TREŚĆ ZADANIA 1: Przytocz z poniższego tekstu o hashtagach na Instagramie fragment od „W gąszczu hashtagów” do „agencji Shake Hands.”.

Instagram - hashtagi z głową

W gąszczu hashtagów muszą odnaleźć się marki, które chcą prowadzić efektywną komunikację na Instagramie. Jak zacząć czegoś unikać, jak wyróżnić się pośród dziesiątków tysięcy hashtagów i zwrócić uwagę na naszą markę, o tym pisze Szymon Ślipko, strategy director agencji Shake Hands.

Przemyśl, co i jak mają mówić hashtagi o twojej marce

Łatwość wprowadzania hashtagów w codzienną komunikację to jednocześnie największa pułapka czyhająca na marki na Instagramie. Znacznik + słowo lub zbitek słów i może wydawać się, że Insta jest nasz. Nic bardziej mylnego. Start obecności w tym kanale powinna poprzedzić rzetelna analiza tematu hashtagów i uwzględnienie go w strategii komunikacji marki. Czy jeśli ktoś zapyta o twoją markę, potrafisz w kilku słowach powiedzieć, jaka jest, przedstawić stojące za nią wartości i przekonać do niej rozmówcę? Hashtagi w połączeniu ze zdjęciami mają właśnie takie zadanie. Wśród tysięcy bodźców reklamowych i hashtagów, które docierają każdego dnia do przeciętego konsumenta, musi odnaleźć się twoja marka. Często masz na to ułamki sekund… Ułamki sekund, które zdecydują, czy przy twoim zdjęciu/profilu pojawi się like/follow, czy szybkim ruchem kciuka zostaniesz zepchnięty w otchłań zapomnienia. Dlatego zawsze pierwszym krokiem powinno być przemyślenie, co chcesz przekazać za pomocą #, jak mają przedstawiać markę, jakie cele realizować.

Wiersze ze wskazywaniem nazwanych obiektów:

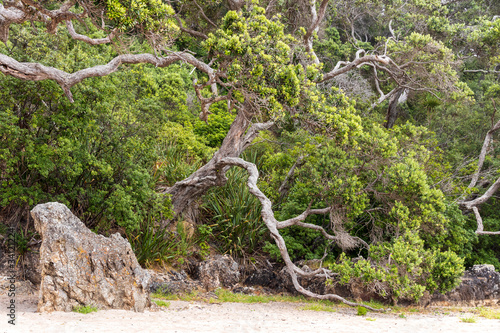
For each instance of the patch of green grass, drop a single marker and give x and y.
(161, 303)
(85, 309)
(224, 295)
(318, 307)
(468, 320)
(488, 313)
(362, 311)
(173, 297)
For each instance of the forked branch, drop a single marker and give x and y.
(473, 204)
(273, 225)
(37, 72)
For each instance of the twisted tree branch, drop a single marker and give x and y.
(273, 225)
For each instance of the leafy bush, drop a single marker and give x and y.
(235, 214)
(94, 155)
(156, 245)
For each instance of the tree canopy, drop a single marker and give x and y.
(365, 127)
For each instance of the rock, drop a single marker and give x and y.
(219, 271)
(173, 282)
(480, 286)
(79, 267)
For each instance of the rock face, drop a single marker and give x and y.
(219, 271)
(79, 267)
(480, 286)
(173, 283)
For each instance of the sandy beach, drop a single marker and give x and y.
(183, 316)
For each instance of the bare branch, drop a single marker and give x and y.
(283, 187)
(354, 64)
(480, 227)
(204, 15)
(482, 155)
(272, 224)
(317, 17)
(236, 4)
(190, 31)
(252, 133)
(482, 199)
(481, 71)
(7, 17)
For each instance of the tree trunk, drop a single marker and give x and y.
(392, 110)
(186, 193)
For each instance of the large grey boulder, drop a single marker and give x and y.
(79, 267)
(480, 286)
(219, 271)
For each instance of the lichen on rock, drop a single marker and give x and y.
(79, 267)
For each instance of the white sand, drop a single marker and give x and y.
(233, 317)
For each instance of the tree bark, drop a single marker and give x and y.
(186, 193)
(393, 109)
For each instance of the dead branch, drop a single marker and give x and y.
(316, 18)
(480, 227)
(38, 72)
(350, 65)
(86, 39)
(273, 225)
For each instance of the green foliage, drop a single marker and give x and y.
(84, 309)
(95, 155)
(215, 129)
(153, 244)
(235, 214)
(161, 303)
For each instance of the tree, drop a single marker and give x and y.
(268, 77)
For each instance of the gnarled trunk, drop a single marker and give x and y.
(186, 192)
(393, 109)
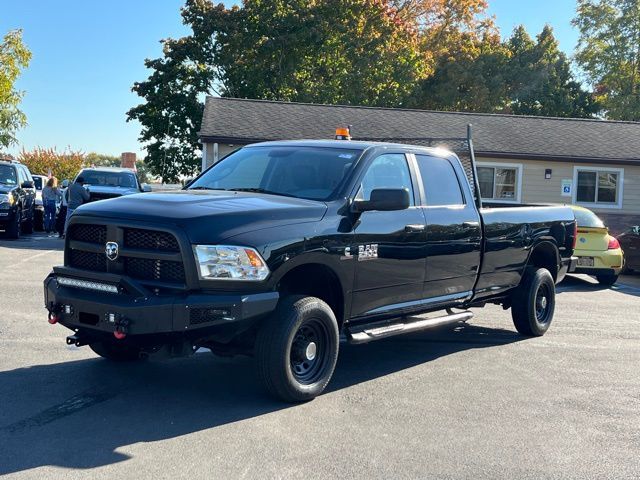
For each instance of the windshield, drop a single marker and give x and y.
(587, 219)
(313, 173)
(109, 179)
(8, 175)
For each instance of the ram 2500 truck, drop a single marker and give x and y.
(282, 247)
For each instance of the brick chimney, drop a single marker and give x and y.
(128, 160)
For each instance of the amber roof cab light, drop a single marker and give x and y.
(614, 244)
(343, 133)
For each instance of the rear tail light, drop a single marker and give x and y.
(613, 243)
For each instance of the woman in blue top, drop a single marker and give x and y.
(50, 195)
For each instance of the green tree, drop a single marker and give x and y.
(62, 165)
(609, 52)
(102, 160)
(540, 81)
(14, 57)
(325, 51)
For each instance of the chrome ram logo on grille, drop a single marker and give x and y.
(111, 250)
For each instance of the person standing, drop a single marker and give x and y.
(76, 196)
(49, 197)
(62, 214)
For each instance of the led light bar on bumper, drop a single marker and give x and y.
(229, 262)
(87, 285)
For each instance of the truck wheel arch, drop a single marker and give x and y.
(316, 280)
(545, 254)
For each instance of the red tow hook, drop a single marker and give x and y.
(119, 335)
(122, 327)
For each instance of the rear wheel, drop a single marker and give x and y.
(297, 349)
(607, 279)
(116, 352)
(534, 302)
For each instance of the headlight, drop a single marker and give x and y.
(228, 262)
(7, 198)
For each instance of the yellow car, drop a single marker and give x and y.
(599, 254)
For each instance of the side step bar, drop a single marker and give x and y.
(378, 331)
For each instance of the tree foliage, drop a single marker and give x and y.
(609, 52)
(62, 165)
(14, 57)
(439, 54)
(520, 76)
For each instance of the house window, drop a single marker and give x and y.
(599, 187)
(499, 182)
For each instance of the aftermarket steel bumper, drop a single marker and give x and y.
(108, 303)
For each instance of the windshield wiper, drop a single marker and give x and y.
(201, 187)
(260, 190)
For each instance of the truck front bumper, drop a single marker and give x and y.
(106, 303)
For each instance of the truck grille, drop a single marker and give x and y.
(88, 233)
(88, 261)
(137, 250)
(150, 240)
(148, 269)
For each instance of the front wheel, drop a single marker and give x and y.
(607, 279)
(297, 349)
(116, 352)
(534, 302)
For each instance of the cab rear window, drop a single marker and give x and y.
(588, 219)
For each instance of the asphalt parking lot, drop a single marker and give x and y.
(477, 401)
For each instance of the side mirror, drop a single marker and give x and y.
(384, 200)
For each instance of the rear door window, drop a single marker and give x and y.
(387, 171)
(440, 182)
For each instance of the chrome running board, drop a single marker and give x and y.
(377, 331)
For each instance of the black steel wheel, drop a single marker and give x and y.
(533, 303)
(297, 349)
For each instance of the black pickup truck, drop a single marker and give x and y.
(281, 247)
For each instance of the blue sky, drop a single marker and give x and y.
(88, 54)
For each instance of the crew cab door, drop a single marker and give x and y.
(388, 246)
(453, 233)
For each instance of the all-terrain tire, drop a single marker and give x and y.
(533, 303)
(297, 348)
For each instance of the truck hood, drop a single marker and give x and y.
(208, 216)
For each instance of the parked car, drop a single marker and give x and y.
(630, 243)
(111, 182)
(599, 254)
(39, 181)
(17, 198)
(282, 246)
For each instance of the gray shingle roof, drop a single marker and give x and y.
(240, 121)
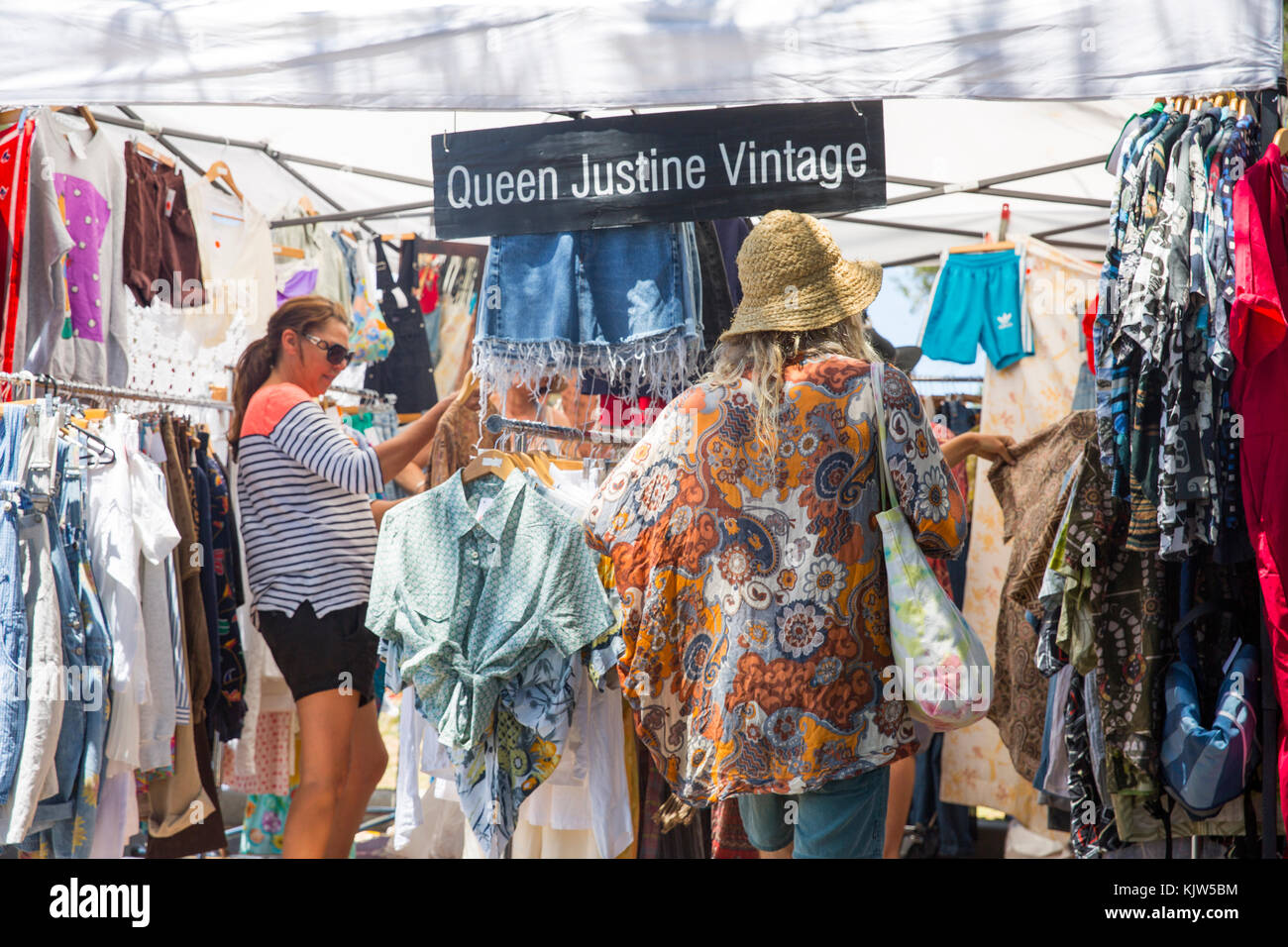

TREŚĆ ZADANIA 2: Ustal, w ilu wierszach powyższego zbioru występuje słowo „window”, i podaj wyłącznie tę liczbę.

ROZWIĄZANIE 1:
W gąszczu hashtagów muszą odnaleźć się marki, które chcą prowadzić efektywną komunikację na Instagramie. Jak zacząć czegoś unikać, jak wyróżnić się pośród dziesiątków tysięcy hashtagów i zwrócić uwagę na naszą markę, o tym pisze Szymon Ślipko, strategy director agencji Shake Hands.

ROZWIĄZANIE 2: 3